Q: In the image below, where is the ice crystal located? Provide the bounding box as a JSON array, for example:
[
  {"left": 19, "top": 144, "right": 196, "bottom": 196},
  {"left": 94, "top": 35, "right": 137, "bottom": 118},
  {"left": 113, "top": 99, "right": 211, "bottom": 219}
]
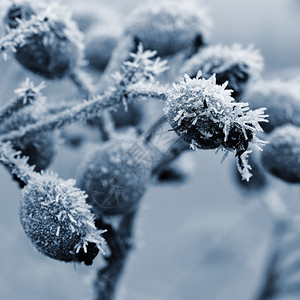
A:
[
  {"left": 182, "top": 44, "right": 264, "bottom": 98},
  {"left": 262, "top": 125, "right": 300, "bottom": 183},
  {"left": 79, "top": 138, "right": 151, "bottom": 217},
  {"left": 165, "top": 72, "right": 267, "bottom": 180},
  {"left": 0, "top": 2, "right": 84, "bottom": 79},
  {"left": 125, "top": 1, "right": 211, "bottom": 56},
  {"left": 14, "top": 77, "right": 46, "bottom": 104},
  {"left": 20, "top": 172, "right": 105, "bottom": 264}
]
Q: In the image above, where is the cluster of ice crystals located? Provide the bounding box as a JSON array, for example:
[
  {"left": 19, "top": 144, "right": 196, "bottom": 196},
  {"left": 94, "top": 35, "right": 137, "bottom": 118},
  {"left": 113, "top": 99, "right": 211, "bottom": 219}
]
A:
[
  {"left": 0, "top": 1, "right": 84, "bottom": 64},
  {"left": 165, "top": 72, "right": 267, "bottom": 180},
  {"left": 245, "top": 79, "right": 300, "bottom": 132},
  {"left": 125, "top": 1, "right": 212, "bottom": 56},
  {"left": 14, "top": 77, "right": 46, "bottom": 104},
  {"left": 20, "top": 172, "right": 105, "bottom": 261}
]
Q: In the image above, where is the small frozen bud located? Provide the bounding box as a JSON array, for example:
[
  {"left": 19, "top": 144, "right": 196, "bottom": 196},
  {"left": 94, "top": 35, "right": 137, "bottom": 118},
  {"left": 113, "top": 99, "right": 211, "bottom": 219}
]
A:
[
  {"left": 125, "top": 2, "right": 211, "bottom": 56},
  {"left": 5, "top": 2, "right": 82, "bottom": 79},
  {"left": 165, "top": 72, "right": 267, "bottom": 180},
  {"left": 79, "top": 139, "right": 151, "bottom": 217},
  {"left": 85, "top": 32, "right": 117, "bottom": 71},
  {"left": 234, "top": 154, "right": 268, "bottom": 196},
  {"left": 246, "top": 80, "right": 300, "bottom": 132},
  {"left": 4, "top": 2, "right": 36, "bottom": 29},
  {"left": 20, "top": 172, "right": 104, "bottom": 265},
  {"left": 111, "top": 102, "right": 144, "bottom": 128},
  {"left": 262, "top": 125, "right": 300, "bottom": 183},
  {"left": 182, "top": 44, "right": 264, "bottom": 100}
]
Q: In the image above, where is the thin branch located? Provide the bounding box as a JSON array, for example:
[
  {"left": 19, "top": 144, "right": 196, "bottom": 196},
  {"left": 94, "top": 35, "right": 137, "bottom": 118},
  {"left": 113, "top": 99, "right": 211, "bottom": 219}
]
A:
[{"left": 0, "top": 86, "right": 166, "bottom": 141}]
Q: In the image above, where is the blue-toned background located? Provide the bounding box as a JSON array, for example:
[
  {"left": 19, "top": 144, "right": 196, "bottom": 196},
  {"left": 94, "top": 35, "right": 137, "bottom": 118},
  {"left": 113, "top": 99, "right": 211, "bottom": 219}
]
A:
[{"left": 0, "top": 0, "right": 300, "bottom": 300}]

◆ BRIEF
Copy out every line above that contains the string "example", keeping each one unchanged and in its original order.

◆ RESULT FOR THIS EXERCISE
Q: In the image below, where is the ice crystal located? Provide the bounding box as a JSON array, for example:
Q: In the image above, where is the cluster of ice crystals located? Provide the bounding box as a JSON array, for example:
Q: In the image above, where is the small frozen bud located? Provide the bounding box as a JSON array, for example:
Q: In the image above, where is the thin branch located? Provide the bounding box as a JSON array, for example:
Q: In the image above, where is the blue-toned background located? Provide the bounding box as a JSON array, for example:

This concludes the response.